## Given data

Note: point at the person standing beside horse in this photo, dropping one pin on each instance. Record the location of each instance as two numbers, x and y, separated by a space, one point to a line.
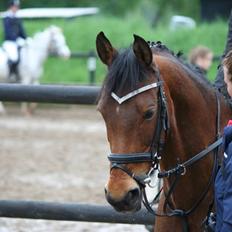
14 37
201 58
223 182
219 81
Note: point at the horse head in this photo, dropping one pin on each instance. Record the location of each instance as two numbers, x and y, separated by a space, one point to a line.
57 43
130 116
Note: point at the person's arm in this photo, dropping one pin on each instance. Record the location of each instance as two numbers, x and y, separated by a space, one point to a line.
22 32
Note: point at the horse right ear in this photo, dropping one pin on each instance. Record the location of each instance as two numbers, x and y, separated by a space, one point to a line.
104 49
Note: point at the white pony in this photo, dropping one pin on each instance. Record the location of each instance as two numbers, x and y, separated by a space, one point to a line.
33 54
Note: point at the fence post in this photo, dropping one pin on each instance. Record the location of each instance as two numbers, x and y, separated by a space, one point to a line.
91 66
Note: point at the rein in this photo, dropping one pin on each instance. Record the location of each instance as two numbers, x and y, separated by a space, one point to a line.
154 155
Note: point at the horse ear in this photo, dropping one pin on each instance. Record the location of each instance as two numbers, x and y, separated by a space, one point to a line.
142 50
104 49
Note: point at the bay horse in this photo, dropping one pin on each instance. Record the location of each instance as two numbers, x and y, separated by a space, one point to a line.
160 114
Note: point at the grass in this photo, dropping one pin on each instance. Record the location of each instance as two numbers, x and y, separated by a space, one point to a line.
80 34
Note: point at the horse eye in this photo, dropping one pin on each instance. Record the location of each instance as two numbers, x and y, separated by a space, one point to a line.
148 114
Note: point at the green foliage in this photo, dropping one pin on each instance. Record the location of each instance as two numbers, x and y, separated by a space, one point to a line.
81 34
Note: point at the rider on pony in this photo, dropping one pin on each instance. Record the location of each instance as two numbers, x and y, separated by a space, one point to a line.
14 36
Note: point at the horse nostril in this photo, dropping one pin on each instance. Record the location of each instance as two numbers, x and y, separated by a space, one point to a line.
133 195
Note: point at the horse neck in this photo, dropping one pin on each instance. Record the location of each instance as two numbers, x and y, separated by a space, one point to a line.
192 112
40 45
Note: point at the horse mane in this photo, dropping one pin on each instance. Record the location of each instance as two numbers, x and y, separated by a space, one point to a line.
126 73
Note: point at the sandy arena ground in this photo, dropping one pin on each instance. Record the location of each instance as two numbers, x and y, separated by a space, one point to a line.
59 154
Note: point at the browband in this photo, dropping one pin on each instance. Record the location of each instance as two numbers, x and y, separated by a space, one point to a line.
130 158
120 100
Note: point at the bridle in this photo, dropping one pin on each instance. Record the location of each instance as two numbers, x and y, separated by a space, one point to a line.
154 155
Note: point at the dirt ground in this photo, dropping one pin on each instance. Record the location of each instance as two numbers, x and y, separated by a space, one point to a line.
58 154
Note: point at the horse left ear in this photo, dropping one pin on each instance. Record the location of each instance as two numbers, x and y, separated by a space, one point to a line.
142 50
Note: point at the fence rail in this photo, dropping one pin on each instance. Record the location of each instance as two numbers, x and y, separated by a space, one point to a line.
71 212
66 94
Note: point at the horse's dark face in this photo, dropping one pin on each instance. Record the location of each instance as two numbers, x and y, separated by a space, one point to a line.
130 127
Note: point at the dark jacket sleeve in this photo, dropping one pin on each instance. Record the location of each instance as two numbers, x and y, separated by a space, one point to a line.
219 82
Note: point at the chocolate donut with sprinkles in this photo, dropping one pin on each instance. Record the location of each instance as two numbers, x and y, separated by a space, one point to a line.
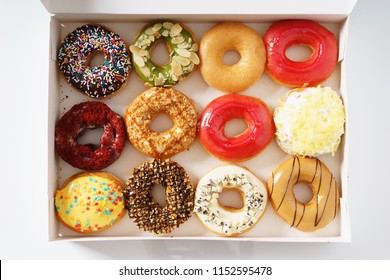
148 214
78 48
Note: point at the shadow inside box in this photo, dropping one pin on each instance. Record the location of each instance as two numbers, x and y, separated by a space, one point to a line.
215 249
170 249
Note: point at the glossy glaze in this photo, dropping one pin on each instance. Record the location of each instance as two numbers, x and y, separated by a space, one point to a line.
253 140
320 210
282 35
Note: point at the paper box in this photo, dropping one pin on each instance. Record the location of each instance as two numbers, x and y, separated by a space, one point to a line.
126 18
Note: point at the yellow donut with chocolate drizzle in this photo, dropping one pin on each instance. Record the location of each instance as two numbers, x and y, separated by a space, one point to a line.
90 202
320 210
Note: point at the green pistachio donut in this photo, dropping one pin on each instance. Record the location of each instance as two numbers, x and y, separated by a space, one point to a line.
182 48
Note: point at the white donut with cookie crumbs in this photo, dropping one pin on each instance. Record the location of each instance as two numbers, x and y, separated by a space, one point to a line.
225 220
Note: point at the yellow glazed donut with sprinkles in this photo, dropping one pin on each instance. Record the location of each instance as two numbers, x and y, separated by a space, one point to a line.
182 48
90 202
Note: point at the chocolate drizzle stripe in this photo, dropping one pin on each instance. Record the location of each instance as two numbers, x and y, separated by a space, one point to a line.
326 201
288 184
315 172
295 212
295 201
303 213
335 199
316 222
273 183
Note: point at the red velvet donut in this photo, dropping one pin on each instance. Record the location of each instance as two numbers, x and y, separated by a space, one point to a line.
253 140
282 35
92 114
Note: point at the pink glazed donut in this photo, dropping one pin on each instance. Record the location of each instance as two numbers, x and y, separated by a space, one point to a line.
252 141
282 35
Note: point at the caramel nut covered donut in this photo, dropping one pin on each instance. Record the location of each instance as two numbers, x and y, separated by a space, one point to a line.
182 49
149 104
320 210
146 213
229 221
225 37
90 202
321 64
90 115
76 51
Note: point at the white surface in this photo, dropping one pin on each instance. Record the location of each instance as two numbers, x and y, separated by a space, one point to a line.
23 233
203 6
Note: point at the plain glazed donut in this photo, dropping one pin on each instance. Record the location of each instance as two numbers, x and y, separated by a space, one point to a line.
320 210
282 35
226 37
90 202
90 115
228 221
253 140
76 51
148 105
148 214
182 48
310 121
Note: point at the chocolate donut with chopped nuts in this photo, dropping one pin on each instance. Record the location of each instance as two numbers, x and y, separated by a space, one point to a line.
148 214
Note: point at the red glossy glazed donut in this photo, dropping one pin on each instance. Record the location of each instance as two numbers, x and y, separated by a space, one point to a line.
91 114
282 35
253 140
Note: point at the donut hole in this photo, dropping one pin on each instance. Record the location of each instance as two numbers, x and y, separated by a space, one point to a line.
235 127
159 53
231 57
161 123
97 58
303 192
158 195
299 53
231 199
91 137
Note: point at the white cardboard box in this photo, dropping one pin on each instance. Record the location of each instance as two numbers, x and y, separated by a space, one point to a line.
126 18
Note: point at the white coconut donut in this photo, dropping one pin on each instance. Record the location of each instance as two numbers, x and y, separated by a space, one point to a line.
229 221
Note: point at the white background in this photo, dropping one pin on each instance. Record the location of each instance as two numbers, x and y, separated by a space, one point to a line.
23 227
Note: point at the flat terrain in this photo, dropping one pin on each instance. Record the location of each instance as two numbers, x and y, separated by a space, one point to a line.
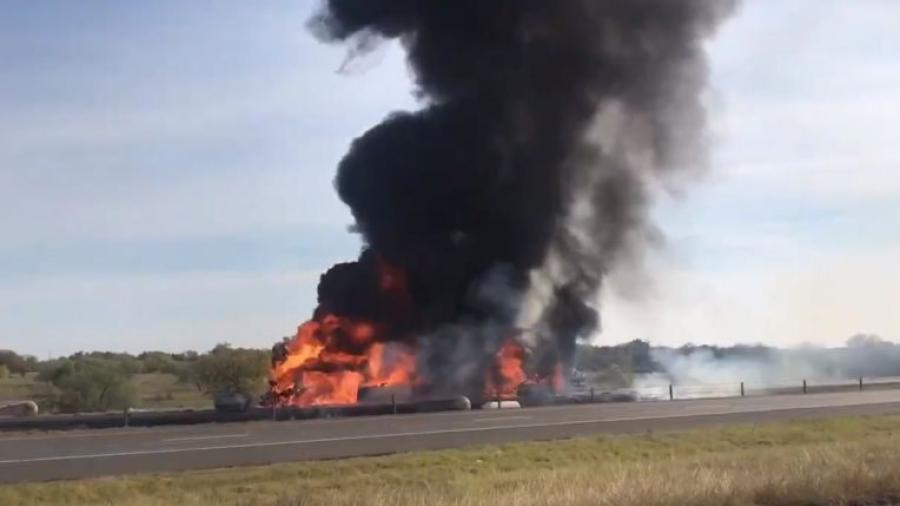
119 451
155 391
835 461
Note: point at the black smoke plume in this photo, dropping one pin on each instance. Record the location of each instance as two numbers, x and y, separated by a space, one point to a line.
528 171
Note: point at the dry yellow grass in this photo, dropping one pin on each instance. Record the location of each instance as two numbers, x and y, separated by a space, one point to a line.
850 461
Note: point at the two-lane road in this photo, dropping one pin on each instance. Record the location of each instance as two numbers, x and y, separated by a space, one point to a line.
30 457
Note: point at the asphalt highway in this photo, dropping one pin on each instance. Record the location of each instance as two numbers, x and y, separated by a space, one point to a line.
93 453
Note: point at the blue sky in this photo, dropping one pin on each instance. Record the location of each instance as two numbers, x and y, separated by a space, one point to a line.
165 177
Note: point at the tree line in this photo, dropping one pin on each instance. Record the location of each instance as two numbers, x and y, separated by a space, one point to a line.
103 381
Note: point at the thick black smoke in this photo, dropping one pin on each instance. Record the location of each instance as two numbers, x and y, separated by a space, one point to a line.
530 165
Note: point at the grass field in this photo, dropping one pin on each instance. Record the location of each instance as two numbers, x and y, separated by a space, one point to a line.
155 391
846 461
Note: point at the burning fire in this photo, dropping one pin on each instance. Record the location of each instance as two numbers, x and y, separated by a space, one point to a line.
332 358
328 361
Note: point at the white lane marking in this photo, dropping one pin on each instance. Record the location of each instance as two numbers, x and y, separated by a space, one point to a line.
501 418
203 438
167 451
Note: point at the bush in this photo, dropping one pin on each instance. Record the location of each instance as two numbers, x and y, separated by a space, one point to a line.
15 363
90 384
225 369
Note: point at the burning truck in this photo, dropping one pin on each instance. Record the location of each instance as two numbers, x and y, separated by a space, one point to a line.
491 216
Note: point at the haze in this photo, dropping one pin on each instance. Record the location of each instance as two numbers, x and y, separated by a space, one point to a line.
165 178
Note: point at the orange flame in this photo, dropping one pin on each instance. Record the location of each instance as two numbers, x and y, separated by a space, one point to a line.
503 383
329 360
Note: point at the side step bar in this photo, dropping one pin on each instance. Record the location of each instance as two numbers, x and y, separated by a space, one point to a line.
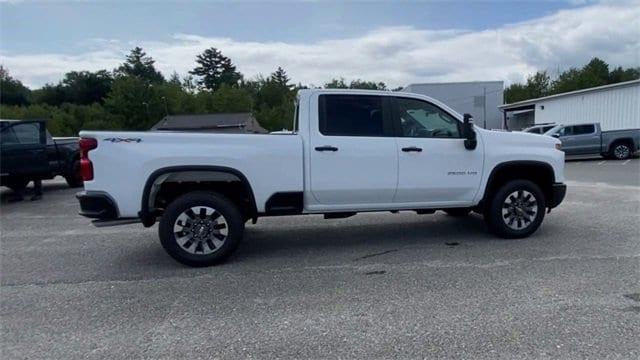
116 222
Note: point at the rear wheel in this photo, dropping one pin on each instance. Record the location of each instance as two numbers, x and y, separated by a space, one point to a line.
516 209
621 151
201 228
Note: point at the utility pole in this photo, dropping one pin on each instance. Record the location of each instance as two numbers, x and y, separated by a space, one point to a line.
484 107
166 107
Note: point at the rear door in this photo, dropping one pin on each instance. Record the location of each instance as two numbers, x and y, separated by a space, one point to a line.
434 166
23 149
580 139
353 155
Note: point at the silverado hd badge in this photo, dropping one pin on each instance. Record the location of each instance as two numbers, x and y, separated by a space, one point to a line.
125 140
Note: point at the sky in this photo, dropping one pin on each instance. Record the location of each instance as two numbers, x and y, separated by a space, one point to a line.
398 42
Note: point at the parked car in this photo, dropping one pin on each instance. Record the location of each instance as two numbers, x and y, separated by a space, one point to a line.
588 139
351 151
539 129
29 152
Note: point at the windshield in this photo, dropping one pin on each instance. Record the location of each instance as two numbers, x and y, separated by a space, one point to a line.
553 130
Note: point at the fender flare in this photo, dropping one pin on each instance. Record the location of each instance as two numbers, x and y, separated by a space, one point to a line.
148 216
505 164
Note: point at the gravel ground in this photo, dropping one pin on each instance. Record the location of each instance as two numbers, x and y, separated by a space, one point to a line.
371 286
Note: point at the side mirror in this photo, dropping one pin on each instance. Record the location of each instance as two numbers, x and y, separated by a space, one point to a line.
469 133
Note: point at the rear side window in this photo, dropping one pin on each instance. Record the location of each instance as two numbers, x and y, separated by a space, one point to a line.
583 129
351 115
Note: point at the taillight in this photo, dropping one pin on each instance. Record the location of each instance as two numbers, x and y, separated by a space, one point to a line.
86 167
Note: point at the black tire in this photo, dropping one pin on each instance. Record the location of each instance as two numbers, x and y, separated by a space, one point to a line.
73 177
621 151
228 212
457 212
16 184
529 195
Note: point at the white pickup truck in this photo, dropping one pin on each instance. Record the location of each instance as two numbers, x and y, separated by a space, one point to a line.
350 151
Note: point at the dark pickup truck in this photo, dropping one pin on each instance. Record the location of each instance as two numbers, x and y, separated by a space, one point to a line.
28 152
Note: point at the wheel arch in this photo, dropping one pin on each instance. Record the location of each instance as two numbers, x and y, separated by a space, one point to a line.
192 173
626 140
539 172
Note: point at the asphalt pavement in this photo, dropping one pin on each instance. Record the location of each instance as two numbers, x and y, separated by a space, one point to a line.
376 285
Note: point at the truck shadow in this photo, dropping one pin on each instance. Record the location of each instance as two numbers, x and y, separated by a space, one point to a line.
389 234
7 194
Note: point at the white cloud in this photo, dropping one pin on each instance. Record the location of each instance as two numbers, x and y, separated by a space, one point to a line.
395 55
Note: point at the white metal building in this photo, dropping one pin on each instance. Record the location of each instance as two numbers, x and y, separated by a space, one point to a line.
615 106
478 98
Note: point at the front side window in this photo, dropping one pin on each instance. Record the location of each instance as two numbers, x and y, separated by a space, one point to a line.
351 115
566 131
421 119
21 134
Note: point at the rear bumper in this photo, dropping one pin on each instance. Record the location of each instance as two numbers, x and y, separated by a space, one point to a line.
558 191
97 205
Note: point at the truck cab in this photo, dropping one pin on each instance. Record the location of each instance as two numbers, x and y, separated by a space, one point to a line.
349 151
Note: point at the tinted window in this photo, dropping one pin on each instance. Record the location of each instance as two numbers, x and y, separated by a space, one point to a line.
351 115
22 134
565 131
583 129
421 119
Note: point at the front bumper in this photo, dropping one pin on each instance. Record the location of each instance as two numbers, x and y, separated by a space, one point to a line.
558 191
97 205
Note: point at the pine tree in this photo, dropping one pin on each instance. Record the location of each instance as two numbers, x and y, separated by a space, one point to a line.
280 77
215 69
140 65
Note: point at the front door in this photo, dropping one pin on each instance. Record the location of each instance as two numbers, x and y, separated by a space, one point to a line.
435 169
353 155
23 150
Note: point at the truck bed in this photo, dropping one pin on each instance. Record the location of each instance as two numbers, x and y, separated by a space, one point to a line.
123 161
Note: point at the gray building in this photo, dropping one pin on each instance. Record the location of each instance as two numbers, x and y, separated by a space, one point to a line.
478 98
614 106
235 123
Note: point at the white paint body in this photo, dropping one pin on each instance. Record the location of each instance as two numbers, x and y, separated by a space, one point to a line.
366 174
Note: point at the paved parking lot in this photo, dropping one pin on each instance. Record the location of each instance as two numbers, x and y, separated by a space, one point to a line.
371 286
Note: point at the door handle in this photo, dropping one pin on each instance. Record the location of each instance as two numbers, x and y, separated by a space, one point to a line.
326 148
412 148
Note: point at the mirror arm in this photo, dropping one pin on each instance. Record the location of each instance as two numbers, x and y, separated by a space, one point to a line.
470 142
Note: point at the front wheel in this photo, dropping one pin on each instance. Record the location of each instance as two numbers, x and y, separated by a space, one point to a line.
201 228
621 151
516 209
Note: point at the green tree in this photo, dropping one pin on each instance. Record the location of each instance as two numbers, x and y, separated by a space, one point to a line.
139 64
367 85
336 84
215 69
12 91
280 77
84 87
134 103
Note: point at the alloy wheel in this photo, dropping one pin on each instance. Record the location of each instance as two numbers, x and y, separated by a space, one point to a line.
519 209
621 152
200 230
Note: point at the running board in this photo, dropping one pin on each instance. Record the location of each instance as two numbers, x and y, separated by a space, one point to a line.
116 222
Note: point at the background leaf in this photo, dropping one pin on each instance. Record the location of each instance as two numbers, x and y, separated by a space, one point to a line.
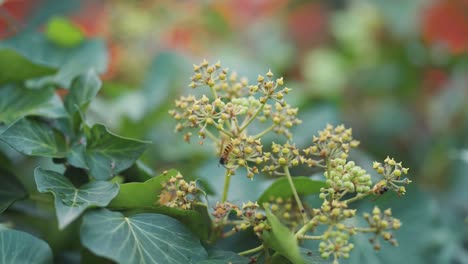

## Exercise requirements
Pull out every line of the records above that contains the string "truck", treating uppercase and lowercase as different.

## Reply
Note: point at the burning truck in this photo, dropping one pin on each instance. Record the location of each instance as two numbers, x and y, separated by a space, one point to a line.
Note: point at the white pickup truck in this photo, dropping one pin on each instance. Record the location of each instance as two numbers, x and y, separated by a space, one point to a line.
Note: point at the dark pickup truck in this photo, dropping one pin on each instance. Record the location of each instance as two numbers, x and y, separated by a space, one point to a line.
Note: point at the truck shadow in this photo, dropping one pin on each instance. Record the location of each instance as two numbers, x and y, separated by a space, one point to a line.
Note: point at the truck cab in this photo, dropping one pin on each instance. Record the location of each instance as two numbers, x and y, separated by a space, one point to a line.
Note: point at the truck bed in this photo, dropping one pin on each instance. Record the location of each instance as two numbers, x and y, separated by a space, one point to a line.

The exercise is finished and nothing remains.